— GESELECTEERDE TEKST —
* * * * * * *

En gezien onze psalmentraditie is ook het omgekeerde het geval: omdat ons psalmboek alleen de lofzangen van Maria, Zacharias en Simeon bevat, zingen we tijdens de diensten op de kerstdagen nog steeds de verwachtingsteksten uit Lukas 1 die we de hele maand al zingen. Ook Kerst wordt dus nog eens door adventslicht gekleurd.
Is het een wonder dat we maar moeilijk écht de gang van het kerkelijk jaar kunnen meebeleven?
Gezelligheid
Het gevoel van onbehagen van menigeen heeft, en dat is het derde, dunkt me ook te maken met het feit dat onze advents- en kerstperiode een wonderlijke mengeling vormt van christelijke en heidense elementen. De kerkelijke gang van advent naar Kerst, met de bovengenoemde ‘kleuren’ van beide, wordt voortdurend doorkruist door wat de ons omringende wereld zich voorstelt bij de donkere laatste weken van het jaar.
En dat is een continue sfeer van gezelligheid en kneuterigheid. Een sfeer die al begint voordat Sinterklaas eind november z’n opwachting heeft gemaakt in ons land, en die pas ten einde komt als op 1 januari de mist van vuurwerkkruitdamp en oliebollengeur weer is opgetrokken.

* * * * * * *

— GEGEVENSOVERZICHT —

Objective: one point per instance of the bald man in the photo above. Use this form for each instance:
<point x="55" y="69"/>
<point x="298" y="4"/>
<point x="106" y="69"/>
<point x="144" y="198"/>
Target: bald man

* * * * * * *

— TAAKVEREISTEN —
Typ uit de tekst over advent en Kerst alles vanaf "Is het een wonder" tot en met "van het jaar." letterlijk over.

— ANTWOORD OP TAAK —
Is het een wonder dat we maar moeilijk écht de gang van het kerkelijk jaar kunnen meebeleven?
Gezelligheid
Het gevoel van onbehagen van menigeen heeft, en dat is het derde, dunkt me ook te maken met het feit dat onze advents- en kerstperiode een wonderlijke mengeling vormt van christelijke en heidense elementen. De kerkelijke gang van advent naar Kerst, met de bovengenoemde ‘kleuren’ van beide, wordt voortdurend doorkruist door wat de ons omringende wereld zich voorstelt bij de donkere laatste weken van het jaar.